• Your goal: Reproduce the data in full, exactly.

Dataset entries
________________
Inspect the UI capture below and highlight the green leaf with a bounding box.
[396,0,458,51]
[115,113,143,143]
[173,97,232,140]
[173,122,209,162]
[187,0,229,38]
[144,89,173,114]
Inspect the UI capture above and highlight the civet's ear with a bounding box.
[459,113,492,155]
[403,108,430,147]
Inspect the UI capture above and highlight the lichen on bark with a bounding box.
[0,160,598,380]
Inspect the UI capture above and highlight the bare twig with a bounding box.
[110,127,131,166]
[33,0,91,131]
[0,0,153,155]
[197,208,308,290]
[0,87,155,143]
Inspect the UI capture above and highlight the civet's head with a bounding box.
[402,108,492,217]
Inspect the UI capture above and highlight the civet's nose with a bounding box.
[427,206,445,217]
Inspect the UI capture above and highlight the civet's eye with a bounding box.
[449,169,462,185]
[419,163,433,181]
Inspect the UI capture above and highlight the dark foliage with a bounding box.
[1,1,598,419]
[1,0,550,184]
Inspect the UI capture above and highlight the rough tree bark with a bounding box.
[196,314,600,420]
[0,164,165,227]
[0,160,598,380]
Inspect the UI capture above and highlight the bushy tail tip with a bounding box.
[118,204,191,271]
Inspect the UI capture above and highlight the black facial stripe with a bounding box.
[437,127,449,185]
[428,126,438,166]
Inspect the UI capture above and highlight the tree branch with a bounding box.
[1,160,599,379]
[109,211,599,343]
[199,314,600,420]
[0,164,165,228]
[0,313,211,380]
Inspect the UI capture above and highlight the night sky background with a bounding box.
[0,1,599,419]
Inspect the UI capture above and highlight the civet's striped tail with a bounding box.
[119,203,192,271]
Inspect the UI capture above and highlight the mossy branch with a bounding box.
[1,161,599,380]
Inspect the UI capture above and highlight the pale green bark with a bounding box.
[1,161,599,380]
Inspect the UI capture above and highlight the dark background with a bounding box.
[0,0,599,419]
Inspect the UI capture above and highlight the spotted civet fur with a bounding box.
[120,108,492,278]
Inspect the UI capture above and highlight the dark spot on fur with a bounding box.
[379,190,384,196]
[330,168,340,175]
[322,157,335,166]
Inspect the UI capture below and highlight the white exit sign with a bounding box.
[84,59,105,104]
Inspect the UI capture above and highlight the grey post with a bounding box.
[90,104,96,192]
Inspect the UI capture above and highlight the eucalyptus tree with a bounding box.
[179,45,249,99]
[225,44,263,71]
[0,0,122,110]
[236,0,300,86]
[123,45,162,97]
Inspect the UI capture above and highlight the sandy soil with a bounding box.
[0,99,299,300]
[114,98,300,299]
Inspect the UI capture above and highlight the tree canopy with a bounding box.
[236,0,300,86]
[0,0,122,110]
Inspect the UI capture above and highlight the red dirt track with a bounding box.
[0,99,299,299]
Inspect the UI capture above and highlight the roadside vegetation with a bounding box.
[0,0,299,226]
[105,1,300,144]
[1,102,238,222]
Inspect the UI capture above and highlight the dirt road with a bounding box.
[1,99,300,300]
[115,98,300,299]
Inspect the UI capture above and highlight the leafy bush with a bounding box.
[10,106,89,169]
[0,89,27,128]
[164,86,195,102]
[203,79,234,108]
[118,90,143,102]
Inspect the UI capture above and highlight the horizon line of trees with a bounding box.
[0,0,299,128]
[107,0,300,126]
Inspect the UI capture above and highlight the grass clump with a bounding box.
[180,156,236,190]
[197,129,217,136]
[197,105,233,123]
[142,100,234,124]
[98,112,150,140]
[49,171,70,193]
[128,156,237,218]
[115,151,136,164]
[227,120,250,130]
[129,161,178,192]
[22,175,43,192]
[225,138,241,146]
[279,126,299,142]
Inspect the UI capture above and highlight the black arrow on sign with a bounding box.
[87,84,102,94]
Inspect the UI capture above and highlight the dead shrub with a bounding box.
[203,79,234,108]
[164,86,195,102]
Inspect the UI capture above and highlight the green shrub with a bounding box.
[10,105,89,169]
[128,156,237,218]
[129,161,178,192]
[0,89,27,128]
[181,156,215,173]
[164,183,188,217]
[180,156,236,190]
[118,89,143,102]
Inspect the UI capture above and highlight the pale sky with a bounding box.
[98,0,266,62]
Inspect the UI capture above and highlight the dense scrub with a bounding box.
________________
• Solution to the exercise:
Inspect the UI capture below and highlight the green leaf with a bounding box.
[396,0,458,51]
[115,113,143,143]
[173,97,232,140]
[173,122,209,162]
[187,0,229,38]
[144,89,173,114]
Inspect the UI capture above and highlight the civet's ear with a bounding box.
[459,113,492,155]
[403,108,430,147]
Inspect the UI capture above and highlight the lichen on bark with a bounding box.
[0,160,598,380]
Inspect the UI capture above and highlight the bare twig with a bounding box.
[110,127,131,166]
[33,0,91,131]
[0,0,153,155]
[197,208,308,290]
[0,87,155,143]
Inspect the UI capture above and highlight the civet's head with a bounding box.
[402,108,492,217]
Inspect the UI capture above and highlight the civet's nose with a bounding box.
[427,206,445,217]
Inspect the UI capture above and highlight the civet's eye with a bounding box.
[449,169,462,185]
[419,163,433,181]
Inspect the UI capture above and highlight the dark foliage with a bounding box.
[1,1,598,419]
[1,0,550,184]
Inspect the UI capture above and highlight the rough tree bark with a bounding box.
[196,314,600,420]
[0,164,165,227]
[0,160,598,380]
Inspect the UI capture above and highlight the bushy tail tip with a bounding box.
[118,204,191,271]
Inspect the UI capture above and highlight the black facial stripe with a bounding box.
[437,127,449,185]
[428,126,438,166]
Inspect the UI capture above and highlight the tree branch with a bounding box.
[1,160,599,379]
[109,211,599,343]
[199,314,600,420]
[0,164,165,228]
[0,313,211,380]
Inspect the UI capture above and highlight the night sky background with a bounding box.
[0,1,599,419]
Inspect the UI capture above and highlight the civet's striped tail with a bounding box.
[119,203,192,271]
Inspect the UI capture above and highlight the mossy branch with a bounding box.
[1,161,599,380]
Inspect the UI capture above and highlight the pale green bark with a bounding box.
[1,161,599,380]
Inspect the UI capture above and highlight the dark background with a bounding box.
[0,0,599,419]
Inspect the UI capture above and highlight the spotted civet fur with a bounding box.
[120,108,492,278]
Inspect the UI capture above and highlight the dark spot on fur with a bounding box.
[379,190,384,196]
[330,168,340,175]
[322,157,335,166]
Inspect the UI capture below and highlight the white exit sign with a bounding box.
[84,59,105,104]
Inspect the UI capture above and highlight the grey post with a bounding box.
[90,104,96,192]
Inspect the UI capture above and highlight the eucalyptus tree with a bounding box.
[179,45,249,99]
[225,44,263,71]
[0,0,122,110]
[236,0,300,86]
[123,45,162,97]
Inspect the UI capture above and highlight the sandy soil with a bounding box.
[0,99,299,300]
[114,98,300,299]
Inspect the UI capture above and highlight the tree canopy with a bounding box.
[236,0,300,86]
[0,0,122,110]
Inspect the UI capture above and highlight the red dirt track with a bounding box.
[0,99,299,299]
Inspect the UI capture above and highlight the roadside vegetation with a bounding box.
[0,0,299,226]
[105,1,300,144]
[1,102,238,222]
Inspect the UI capture above and highlight the dirt road with a bounding box.
[1,99,300,300]
[115,98,300,299]
Inspect the UI capture above and highlight the leafy bush with a bounding box.
[10,106,89,169]
[0,89,27,128]
[164,86,195,102]
[203,79,234,108]
[118,90,143,102]
Inspect the UI capture above and highlight the horizon line of trees with a bounding box.
[0,0,299,128]
[107,0,300,126]
Inspect the UI capture above and highlight the grass clump with a bounding box.
[180,156,236,190]
[197,129,217,136]
[197,105,233,123]
[142,100,234,124]
[98,112,150,140]
[49,171,70,193]
[128,156,237,218]
[115,151,136,164]
[227,120,250,130]
[129,161,178,192]
[22,175,43,192]
[225,138,241,146]
[279,126,299,142]
Inspect the UI capture above and highlight the black arrow on sign with a bounding box.
[87,84,102,94]
Inspect the UI capture above and highlight the dead shrub with a bounding box.
[203,79,234,108]
[164,86,195,102]
Inspect the UI capture above and highlight the green shrub with a bounding box.
[10,105,89,169]
[128,156,237,218]
[129,161,178,192]
[0,89,27,128]
[181,156,215,173]
[164,183,188,217]
[180,156,236,190]
[118,89,143,102]
Inspect the UI capture above and highlight the pale sky with a bounding box.
[98,0,266,62]
Inspect the UI capture above and highlight the dense scrub with a bounding box.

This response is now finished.